_SELECTION_:
**********

5 HOT BOOKS: Putin and Trump, Justice Scalia as Change Agent, and More

5keyb&w.jpg

1. Russian Roulette: The Inside Story of Putin’s War on America and the Election of Donald Trump by Michael Isikoff and David Corn (Twelve)

Even for those who have been carefully following Robert Mueller’s probe into Russian interference in the 2016 presidential election, this book provides invaluable perspective on the ongoing investigation. Isikoff, the chief investigative correspondent for Yahoo! News, and Corn, Washington bureau chief for Mother Jones magazine, skillfully detail how the Trump administration’s back channels to Russia developed and how the Putin-Trump “bromance” evolved. Full of juicy details involving everything from the Miss Universe pageant and the Steele dossier to the Seychelles meeting, Russian Roulette offers a behind-the-scenes look at the dark figures, shady financial transactions, and espionage -- and a scorecard for the unfolding scandal.

**********

_SOURCE DATA_:
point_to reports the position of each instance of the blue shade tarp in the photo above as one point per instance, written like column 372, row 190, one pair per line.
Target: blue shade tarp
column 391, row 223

**********

_SHORT PROBLEM_: Carry on the roundup of five hot books, starting right after its last sentence.

_IN RESPONSE_:
2. Visionary Women: How Rachel Carson, Jane Jacobs, Jane Goodall, and Alice Waters Changed Our World by Andrea Barnet (Ecco)

Barnet examines a quartet of trailblazing, progressive female outsiders, not linked by friendship, age, or issue, and artfully argues that they catalyzed shifts in consciousness that transformed the culture. Through their influential books – Rachel Carson’s Silent Spring, Jane Jacobs’ The Death and Life of Great American Cities, and Jane Goodall’s My Friends the Wild Chimpanzees – and a restaurant, Alice Waters’ Chez Panisse, these idealistic women ignited powerful social movements that may have seemed quite different from each other but were actually aligned. These four women shared a growing awareness of the interconnectedness of the living world, and Barnet captures their vitality and passion. She also reminds us that the power of one voice can be transformative, because change begins “with the local, the particular, and the passionately observed.”

3. The Justice of Contradictions: Antonin Scalia and the Politics of Disruption by Richard L. Hasen (Yale University Press)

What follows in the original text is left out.